Summarize the passage below about demand for technology businesses during the lockdown in two sentences.

*** Opening of Passage for review ***

With the lockdown limiting interactions and driving people online, technology-focused businesses have been in high demand. Subsectors such as digital and online collaboration businesses, which facilitate ways that people can work together virtually or improve website experiences, are even more attractive, investors said, as are telehealth businesses and mission critical software providers, such as those offering online order platforms for restaurants. Co-browsing, which enables customer services to guide customers through complicated processes online, is also an area of interest.
Software assets have been resilient through previous shocks, Orlando Bravo, co-founder of software- and technology-focused private equity firm Thoma Bravo LLC, said during the Leveraged Finance Fights Melanoma 2020 benefit Sept. 10. "When you're so embedded in your customers, software has become their business. You cannot transact, analyze information, communicate, market to your customers, without these core pieces of technology," Bravo said.
As during previous shocks, recurring revenue for software businesses stood tall and did well during the coronavirus pandemic, Bravo added. "Corporate customers paid their subscription software revenue, but they didn't pay rent. It was more stable than real estate."

*** Close of Passage for review ***
*** Opening of Records supplied ***

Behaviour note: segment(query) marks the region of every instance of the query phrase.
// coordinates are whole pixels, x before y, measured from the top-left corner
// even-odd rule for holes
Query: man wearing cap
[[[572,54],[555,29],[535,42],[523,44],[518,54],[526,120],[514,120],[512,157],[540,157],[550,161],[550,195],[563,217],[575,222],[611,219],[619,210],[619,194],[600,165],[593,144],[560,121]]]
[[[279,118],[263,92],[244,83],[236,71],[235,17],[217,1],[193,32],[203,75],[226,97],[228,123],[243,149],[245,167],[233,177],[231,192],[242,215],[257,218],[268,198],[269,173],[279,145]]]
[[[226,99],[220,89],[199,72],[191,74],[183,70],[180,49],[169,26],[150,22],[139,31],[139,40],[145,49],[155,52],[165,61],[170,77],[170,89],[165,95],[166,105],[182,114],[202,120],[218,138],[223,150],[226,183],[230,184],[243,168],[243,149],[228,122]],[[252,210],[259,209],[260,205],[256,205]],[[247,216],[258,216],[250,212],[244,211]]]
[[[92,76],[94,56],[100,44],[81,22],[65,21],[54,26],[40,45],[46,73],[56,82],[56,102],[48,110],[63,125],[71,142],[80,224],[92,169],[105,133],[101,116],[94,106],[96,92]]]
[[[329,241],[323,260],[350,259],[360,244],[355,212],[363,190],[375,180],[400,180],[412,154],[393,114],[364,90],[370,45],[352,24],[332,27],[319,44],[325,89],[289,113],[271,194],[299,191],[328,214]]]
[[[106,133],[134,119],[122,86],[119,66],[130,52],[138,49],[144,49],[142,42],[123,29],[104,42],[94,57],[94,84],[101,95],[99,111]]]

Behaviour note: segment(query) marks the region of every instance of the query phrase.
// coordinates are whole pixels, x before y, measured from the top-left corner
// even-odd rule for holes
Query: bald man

*** Close of Records supplied ***

→ **Task result**
With the lockdown driving people online, investors said technology businesses have been in high demand, especially online collaboration, telehealth, co-browsing, and mission-critical software providers such as online ordering platforms for restaurants. Orlando Bravo of Thoma Bravo LLC said software has been resilient through previous shocks because customers depend on it to run their business, and its recurring revenue held up during the pandemic, with corporate customers paying for subscription software even when they didn't pay rent.